What the task requires: This task calls for every entry below to be repeated exactly, without the pictures.

Dataset extract:
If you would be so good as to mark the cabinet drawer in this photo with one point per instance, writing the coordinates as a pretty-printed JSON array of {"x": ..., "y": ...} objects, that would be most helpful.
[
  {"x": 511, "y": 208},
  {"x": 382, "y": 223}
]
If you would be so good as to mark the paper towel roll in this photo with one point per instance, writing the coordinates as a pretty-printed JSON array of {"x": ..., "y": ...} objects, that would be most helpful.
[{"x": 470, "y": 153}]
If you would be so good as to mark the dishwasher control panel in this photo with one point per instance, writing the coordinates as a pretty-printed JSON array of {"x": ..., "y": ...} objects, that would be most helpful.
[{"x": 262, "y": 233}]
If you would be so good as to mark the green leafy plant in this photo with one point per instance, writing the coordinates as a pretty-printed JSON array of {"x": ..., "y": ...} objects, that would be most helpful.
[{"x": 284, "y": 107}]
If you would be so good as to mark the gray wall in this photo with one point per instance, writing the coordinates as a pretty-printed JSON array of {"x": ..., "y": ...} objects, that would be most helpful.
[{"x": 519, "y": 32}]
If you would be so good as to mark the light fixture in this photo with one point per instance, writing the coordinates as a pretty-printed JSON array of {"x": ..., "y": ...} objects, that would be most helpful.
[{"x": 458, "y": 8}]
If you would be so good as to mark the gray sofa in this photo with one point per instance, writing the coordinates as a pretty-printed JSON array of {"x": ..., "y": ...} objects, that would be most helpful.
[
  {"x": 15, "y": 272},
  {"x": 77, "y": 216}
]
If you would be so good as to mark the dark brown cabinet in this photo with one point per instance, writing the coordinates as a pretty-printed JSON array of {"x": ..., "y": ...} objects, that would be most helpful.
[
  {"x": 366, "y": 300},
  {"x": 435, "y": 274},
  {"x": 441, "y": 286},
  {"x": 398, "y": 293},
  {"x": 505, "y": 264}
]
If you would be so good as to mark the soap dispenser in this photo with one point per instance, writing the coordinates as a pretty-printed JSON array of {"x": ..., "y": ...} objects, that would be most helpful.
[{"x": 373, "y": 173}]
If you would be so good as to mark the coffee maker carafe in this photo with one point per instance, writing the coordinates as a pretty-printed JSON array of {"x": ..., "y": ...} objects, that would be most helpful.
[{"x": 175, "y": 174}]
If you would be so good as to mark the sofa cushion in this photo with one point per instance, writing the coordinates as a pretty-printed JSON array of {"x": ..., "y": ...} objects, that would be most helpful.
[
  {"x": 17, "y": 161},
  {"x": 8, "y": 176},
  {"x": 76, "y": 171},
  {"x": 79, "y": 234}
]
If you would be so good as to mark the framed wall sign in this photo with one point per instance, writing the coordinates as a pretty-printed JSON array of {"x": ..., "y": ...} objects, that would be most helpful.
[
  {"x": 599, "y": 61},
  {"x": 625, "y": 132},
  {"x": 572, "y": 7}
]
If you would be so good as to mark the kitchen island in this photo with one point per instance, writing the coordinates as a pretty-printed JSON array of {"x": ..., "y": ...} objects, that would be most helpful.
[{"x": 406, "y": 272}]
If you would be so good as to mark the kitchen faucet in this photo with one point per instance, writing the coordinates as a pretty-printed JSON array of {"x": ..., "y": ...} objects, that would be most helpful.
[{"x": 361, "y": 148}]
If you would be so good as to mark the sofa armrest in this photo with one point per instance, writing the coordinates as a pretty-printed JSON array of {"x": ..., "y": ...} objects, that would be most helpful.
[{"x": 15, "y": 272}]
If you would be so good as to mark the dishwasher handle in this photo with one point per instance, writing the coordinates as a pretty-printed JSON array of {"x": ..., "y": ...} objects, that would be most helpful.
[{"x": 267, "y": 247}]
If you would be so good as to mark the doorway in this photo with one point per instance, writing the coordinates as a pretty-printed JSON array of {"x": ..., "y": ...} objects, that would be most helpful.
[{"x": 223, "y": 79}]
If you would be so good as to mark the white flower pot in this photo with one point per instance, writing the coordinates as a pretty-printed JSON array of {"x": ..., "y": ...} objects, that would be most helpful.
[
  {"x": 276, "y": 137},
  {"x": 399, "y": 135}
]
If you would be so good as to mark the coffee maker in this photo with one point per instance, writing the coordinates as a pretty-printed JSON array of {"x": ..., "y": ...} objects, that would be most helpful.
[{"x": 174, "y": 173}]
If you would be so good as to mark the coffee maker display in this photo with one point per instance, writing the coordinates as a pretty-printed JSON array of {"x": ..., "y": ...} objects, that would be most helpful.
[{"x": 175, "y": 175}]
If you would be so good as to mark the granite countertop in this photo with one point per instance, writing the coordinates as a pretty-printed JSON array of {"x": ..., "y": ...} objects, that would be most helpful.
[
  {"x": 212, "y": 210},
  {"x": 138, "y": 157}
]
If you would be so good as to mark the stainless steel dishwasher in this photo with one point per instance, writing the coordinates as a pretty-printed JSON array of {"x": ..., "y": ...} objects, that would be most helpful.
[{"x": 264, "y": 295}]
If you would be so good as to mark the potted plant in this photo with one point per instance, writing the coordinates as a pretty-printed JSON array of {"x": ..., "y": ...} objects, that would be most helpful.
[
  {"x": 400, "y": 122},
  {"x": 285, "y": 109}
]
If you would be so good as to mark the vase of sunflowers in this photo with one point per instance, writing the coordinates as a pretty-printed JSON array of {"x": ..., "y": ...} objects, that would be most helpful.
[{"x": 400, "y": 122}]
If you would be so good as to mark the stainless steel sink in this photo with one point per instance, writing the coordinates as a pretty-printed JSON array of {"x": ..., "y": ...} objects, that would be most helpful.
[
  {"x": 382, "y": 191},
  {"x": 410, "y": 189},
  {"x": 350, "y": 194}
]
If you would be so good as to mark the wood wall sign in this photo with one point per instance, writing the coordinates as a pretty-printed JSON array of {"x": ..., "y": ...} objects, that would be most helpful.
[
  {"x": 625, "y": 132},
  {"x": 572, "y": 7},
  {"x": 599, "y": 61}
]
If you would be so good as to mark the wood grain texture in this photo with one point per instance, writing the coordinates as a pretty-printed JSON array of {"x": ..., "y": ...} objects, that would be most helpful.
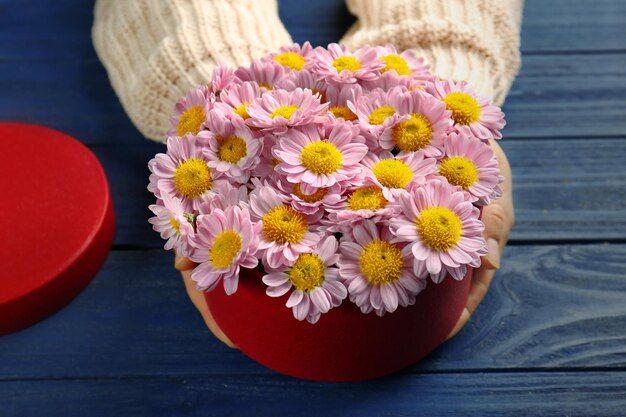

Solution to this task:
If you would be so good as to mark the cabinet drawer in this photo with one point per instance, writing the coordinates as a pretty-printed JSON array of {"x": ..., "y": ...} objects, that would be most helpful.
[
  {"x": 511, "y": 208},
  {"x": 382, "y": 223}
]
If you would be so good as to mark the paper towel roll in this photo with one point per instance, writing the coordinates as a pretty-printed JSON array of {"x": ..., "y": ...} objects, that would be most helpful.
[{"x": 470, "y": 153}]
If you would be so good as to mark the dishwasher control panel in this photo with one point per instance, writing the coordinates as a pretty-printed JSON array of {"x": ..., "y": ...} objects, that would be most helpful.
[{"x": 262, "y": 233}]
If you would be so good as to mark the green leafy plant in this photo with one point per instance, writing the coordinates as a pretty-printed JSON array of {"x": ..., "y": ...} objects, that would be most helpful.
[{"x": 284, "y": 107}]
If you would be so good as to mark the gray wall in this photo with one point per instance, writing the coordinates as a pretty-printed JSON array of {"x": ..., "y": ...} objects, that would be most helpful.
[{"x": 519, "y": 32}]
If you would be so good as to mark the light fixture in this photo with one point per instance, writing the coordinates as a pretty-printed JSON array of {"x": ..., "y": ...} objects, that would be most helpful.
[{"x": 458, "y": 8}]
If you would be so good as to mark the gray sofa in this photo with one point per instance, writing the coordinates as a pretty-printed JSON array of {"x": ..., "y": ...} objects, that would be most helpful.
[
  {"x": 15, "y": 272},
  {"x": 77, "y": 216}
]
If you would be so good as to mark the dark brown cabinet in this photo with one point per instance, writing the coordinates as a pretty-printed JSON array of {"x": ..., "y": ...} objects, that would be most helpful.
[
  {"x": 366, "y": 300},
  {"x": 435, "y": 274},
  {"x": 441, "y": 286},
  {"x": 398, "y": 293},
  {"x": 505, "y": 264}
]
If you would be so good as to mark the soap dispenser in this photo with one point per instance, writing the coordinates as a pretty-printed JSON array of {"x": ..., "y": ...} objects, that would be most helpful.
[{"x": 373, "y": 173}]
If you would be so good as to mark the coffee maker carafe in this photo with one point per instance, writing the coordinates as a pretty-printed JSON array of {"x": ..., "y": ...} objects, that would be most helpful.
[{"x": 175, "y": 174}]
If you would be so good as to mark the sofa cushion in this photo with one point per instance, writing the coordinates as a pretty-printed JSON array of {"x": ..., "y": ...} objects, that would be most helpful.
[
  {"x": 17, "y": 161},
  {"x": 8, "y": 176},
  {"x": 76, "y": 171},
  {"x": 79, "y": 234}
]
If you would be so good as to mark the framed wall sign in this photo with one point per instance, writing the coordinates as a pretty-printed JSON array of {"x": ..., "y": ...} objects, that would be most helpful.
[
  {"x": 599, "y": 61},
  {"x": 625, "y": 132},
  {"x": 572, "y": 7}
]
If you would be so good as to mark the kitchen island in this photo with one point per instance, writing the coordinates as a pretty-printed JSON array of {"x": ..., "y": ...} objects, that would be most helpful.
[{"x": 406, "y": 272}]
If you would be so good as to mark the kitchen faucet in this photo with one point per instance, writing the coordinates as a pretty-printed JSON array of {"x": ..., "y": ...} objects, that would be most helpful.
[{"x": 361, "y": 148}]
If you would be so good as to mark the sofa armrest in this photo with one point per instance, writing the coordinates as a pretty-printed JSON array of {"x": ..., "y": ...} objects, that would be most helpful.
[{"x": 15, "y": 272}]
If you would be so good as to mark the dishwasher handle in this photo with one point per instance, writing the coordinates as a pretty-printed JSON array of {"x": ..., "y": ...} objects, that would be most helpful.
[{"x": 267, "y": 247}]
If you would be so good as to mark the doorway in this photo with one point per instance, writing the coordinates as a pretty-printed JSON array of {"x": ..., "y": ...} objects, that would be most helpful.
[{"x": 223, "y": 79}]
If you would be so good as to mark the white flower pot in this photo with one point per instance, writing the coordinates as a pretty-printed JSON array of {"x": ..., "y": ...} objects, that would be most helpful.
[
  {"x": 276, "y": 137},
  {"x": 399, "y": 135}
]
If you would be so good as to mark the coffee maker in this photo with one point per instance, writing the coordinates as a pretty-printed JSON array of {"x": ..., "y": ...} objects, that would be most helpful.
[{"x": 174, "y": 173}]
If you would be so good as to mark the coffee maker display in this photo with one point per instance, writing the coordinates as a pretty-printed JSON array of {"x": ..., "y": ...} objects, that would be most helpful.
[{"x": 175, "y": 175}]
If you would be so good as to mark the granite countertop in this photo with one point per instance, writing the coordinates as a pretty-printed JSON array of {"x": ..., "y": ...} objects, that would be most helpful.
[
  {"x": 212, "y": 210},
  {"x": 138, "y": 157}
]
If you would be so good as to mark the stainless steel dishwasher in this photo with one point per instance, writing the coordinates as a pretty-printed JSON array of {"x": ..., "y": ...} objects, that would be most helpful.
[{"x": 264, "y": 295}]
If you would be so good as to mark the potted plant in this photo with one point per instance, writing the coordinates as a pretty-printed JSON array of {"x": ..., "y": ...} objects, that would be most helpful.
[
  {"x": 400, "y": 122},
  {"x": 285, "y": 109}
]
If you would be so good as to mark the vase of sunflowers in this photo with one point per instance, writing the coordinates as a pretty-printed JSON array of {"x": ..., "y": ...} objects, that would be most helpful.
[{"x": 400, "y": 122}]
If you would be so good as to mark the stainless steel sink in this photo with one point per instance, writing the coordinates as a pretty-printed JSON array of {"x": ..., "y": ...} objects, that would be most helpful.
[
  {"x": 382, "y": 191},
  {"x": 410, "y": 189},
  {"x": 350, "y": 194}
]
If you would be so good as to mark the wood wall sign in this photo with one point per instance, writing the coordinates as a pretty-printed JSON array of {"x": ..., "y": ...} objects, that would be most helpful.
[
  {"x": 625, "y": 132},
  {"x": 572, "y": 7},
  {"x": 599, "y": 61}
]
If you would be so good as to mark the wood grain texture in this photo with one point per instance, writing the coordinates as a pretty-printed JSON array of {"x": ..., "y": ...} objects, that would be most helpful.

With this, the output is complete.